What is needed
The reply must be the number of lines in the following material that include the word "green", and nothing more.

Dataset entries

[Start of Attachment]

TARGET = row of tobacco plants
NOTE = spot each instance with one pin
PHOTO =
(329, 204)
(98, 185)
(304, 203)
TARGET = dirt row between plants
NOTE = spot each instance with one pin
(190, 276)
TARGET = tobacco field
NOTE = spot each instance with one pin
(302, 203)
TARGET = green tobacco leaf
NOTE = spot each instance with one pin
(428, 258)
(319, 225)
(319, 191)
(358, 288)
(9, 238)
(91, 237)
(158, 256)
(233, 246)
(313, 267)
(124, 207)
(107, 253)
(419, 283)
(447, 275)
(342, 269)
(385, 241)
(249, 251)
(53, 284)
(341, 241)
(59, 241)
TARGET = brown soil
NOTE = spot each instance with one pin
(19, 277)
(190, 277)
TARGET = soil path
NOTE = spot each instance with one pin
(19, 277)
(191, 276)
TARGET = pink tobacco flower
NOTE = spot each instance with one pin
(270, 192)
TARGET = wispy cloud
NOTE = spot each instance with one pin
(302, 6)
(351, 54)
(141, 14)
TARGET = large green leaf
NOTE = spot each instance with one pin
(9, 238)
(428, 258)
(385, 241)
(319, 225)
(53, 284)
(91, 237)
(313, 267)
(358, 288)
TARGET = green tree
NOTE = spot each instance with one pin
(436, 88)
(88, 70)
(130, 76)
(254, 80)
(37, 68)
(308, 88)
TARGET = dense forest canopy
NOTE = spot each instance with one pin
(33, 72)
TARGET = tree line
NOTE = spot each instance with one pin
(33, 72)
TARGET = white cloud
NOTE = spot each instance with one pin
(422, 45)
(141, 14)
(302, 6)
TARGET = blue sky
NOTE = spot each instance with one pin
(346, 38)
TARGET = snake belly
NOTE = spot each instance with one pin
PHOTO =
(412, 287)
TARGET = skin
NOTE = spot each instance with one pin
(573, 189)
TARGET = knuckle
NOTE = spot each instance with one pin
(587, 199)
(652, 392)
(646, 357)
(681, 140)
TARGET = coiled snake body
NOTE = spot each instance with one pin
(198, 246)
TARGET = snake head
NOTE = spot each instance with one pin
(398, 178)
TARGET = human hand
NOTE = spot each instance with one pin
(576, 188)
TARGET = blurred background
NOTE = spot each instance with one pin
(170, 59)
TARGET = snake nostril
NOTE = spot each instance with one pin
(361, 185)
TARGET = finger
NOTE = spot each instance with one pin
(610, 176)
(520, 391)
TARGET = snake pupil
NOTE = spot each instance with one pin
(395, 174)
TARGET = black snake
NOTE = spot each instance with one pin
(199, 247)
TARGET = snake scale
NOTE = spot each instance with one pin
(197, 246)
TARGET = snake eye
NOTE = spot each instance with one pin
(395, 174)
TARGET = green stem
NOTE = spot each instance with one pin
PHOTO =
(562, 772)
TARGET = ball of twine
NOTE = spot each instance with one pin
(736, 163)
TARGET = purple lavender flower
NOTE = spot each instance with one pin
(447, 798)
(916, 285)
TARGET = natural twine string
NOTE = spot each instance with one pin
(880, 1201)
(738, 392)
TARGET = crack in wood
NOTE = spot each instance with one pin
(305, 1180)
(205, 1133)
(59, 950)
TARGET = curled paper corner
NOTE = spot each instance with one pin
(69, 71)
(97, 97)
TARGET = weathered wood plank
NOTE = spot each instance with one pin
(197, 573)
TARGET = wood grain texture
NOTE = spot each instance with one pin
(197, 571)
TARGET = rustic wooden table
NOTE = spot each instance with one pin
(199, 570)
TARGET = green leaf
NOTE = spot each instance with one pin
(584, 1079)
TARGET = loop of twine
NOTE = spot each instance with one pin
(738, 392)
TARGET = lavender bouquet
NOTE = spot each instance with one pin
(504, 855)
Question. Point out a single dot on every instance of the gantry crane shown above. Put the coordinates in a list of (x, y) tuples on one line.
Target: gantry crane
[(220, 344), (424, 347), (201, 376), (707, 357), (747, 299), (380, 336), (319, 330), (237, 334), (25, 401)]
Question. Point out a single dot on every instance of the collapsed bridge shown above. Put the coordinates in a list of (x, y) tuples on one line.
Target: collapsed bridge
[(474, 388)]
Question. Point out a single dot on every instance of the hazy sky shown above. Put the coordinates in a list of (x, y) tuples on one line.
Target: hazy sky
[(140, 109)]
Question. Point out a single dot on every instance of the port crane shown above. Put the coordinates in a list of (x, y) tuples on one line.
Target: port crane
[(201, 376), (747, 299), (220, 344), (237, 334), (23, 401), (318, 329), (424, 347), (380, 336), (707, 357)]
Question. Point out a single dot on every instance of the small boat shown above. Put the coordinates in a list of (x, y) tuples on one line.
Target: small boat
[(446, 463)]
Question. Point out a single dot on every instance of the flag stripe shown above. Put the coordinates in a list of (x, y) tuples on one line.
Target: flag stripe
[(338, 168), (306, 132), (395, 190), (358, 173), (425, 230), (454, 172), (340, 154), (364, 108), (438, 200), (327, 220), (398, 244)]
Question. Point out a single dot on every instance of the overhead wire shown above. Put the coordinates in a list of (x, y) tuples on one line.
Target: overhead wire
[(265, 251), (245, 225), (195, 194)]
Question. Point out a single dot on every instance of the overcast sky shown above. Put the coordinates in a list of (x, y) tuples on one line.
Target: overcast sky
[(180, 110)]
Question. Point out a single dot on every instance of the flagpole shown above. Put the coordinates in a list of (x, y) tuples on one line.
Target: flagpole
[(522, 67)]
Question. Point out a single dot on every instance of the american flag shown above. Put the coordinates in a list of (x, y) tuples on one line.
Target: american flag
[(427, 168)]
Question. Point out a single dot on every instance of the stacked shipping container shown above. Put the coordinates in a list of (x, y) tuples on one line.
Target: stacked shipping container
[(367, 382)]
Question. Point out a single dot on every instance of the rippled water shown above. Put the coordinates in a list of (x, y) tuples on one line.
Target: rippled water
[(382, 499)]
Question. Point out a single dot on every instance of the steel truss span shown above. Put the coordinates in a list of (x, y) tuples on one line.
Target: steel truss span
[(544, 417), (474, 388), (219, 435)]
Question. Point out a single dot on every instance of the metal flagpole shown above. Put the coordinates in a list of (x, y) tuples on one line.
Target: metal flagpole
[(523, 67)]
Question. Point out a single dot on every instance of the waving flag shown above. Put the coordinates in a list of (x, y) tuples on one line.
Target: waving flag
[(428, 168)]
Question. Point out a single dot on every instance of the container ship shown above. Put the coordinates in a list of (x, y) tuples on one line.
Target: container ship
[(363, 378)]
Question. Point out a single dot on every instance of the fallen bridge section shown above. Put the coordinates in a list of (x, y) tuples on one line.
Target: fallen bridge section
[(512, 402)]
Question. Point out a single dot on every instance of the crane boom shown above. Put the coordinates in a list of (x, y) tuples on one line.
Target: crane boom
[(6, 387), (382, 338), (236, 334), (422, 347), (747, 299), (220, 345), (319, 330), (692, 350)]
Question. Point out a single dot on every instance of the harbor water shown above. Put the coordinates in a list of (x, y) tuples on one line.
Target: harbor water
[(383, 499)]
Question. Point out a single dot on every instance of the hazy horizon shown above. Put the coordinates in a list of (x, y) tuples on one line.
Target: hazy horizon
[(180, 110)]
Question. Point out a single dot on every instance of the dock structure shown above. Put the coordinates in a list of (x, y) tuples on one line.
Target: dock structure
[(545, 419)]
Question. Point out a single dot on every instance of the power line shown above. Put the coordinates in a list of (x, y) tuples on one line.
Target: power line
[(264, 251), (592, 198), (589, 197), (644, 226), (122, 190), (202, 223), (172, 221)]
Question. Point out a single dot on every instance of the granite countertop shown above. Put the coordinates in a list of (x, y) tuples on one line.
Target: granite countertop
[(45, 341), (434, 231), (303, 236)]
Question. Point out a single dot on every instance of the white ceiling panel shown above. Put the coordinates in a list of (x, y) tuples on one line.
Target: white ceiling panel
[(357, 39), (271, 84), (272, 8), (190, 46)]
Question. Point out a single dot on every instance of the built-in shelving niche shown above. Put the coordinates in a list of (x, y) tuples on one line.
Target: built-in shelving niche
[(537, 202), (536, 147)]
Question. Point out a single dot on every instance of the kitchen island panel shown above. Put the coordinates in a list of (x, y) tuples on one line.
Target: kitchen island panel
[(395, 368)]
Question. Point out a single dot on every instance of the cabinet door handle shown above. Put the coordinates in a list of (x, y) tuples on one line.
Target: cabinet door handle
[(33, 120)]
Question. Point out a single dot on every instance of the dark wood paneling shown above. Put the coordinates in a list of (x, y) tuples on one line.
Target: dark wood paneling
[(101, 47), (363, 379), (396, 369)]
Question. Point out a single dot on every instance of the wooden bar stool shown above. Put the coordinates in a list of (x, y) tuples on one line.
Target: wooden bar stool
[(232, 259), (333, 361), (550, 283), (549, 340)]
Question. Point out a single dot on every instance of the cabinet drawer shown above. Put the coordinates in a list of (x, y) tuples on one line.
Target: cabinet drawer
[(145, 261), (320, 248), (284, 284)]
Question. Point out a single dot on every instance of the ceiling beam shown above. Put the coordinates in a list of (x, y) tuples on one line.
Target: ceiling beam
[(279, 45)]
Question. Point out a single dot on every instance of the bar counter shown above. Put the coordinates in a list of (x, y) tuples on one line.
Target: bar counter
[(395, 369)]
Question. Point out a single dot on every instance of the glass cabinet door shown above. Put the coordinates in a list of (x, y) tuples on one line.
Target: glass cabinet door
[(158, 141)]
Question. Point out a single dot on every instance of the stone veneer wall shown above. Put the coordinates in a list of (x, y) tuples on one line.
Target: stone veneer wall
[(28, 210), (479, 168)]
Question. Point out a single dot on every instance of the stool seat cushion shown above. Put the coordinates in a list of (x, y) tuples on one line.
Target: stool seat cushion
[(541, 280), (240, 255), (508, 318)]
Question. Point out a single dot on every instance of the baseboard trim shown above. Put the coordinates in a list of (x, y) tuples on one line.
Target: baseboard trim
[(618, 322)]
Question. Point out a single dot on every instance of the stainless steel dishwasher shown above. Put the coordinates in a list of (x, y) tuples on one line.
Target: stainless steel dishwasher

[End of Attachment]

Task solution
5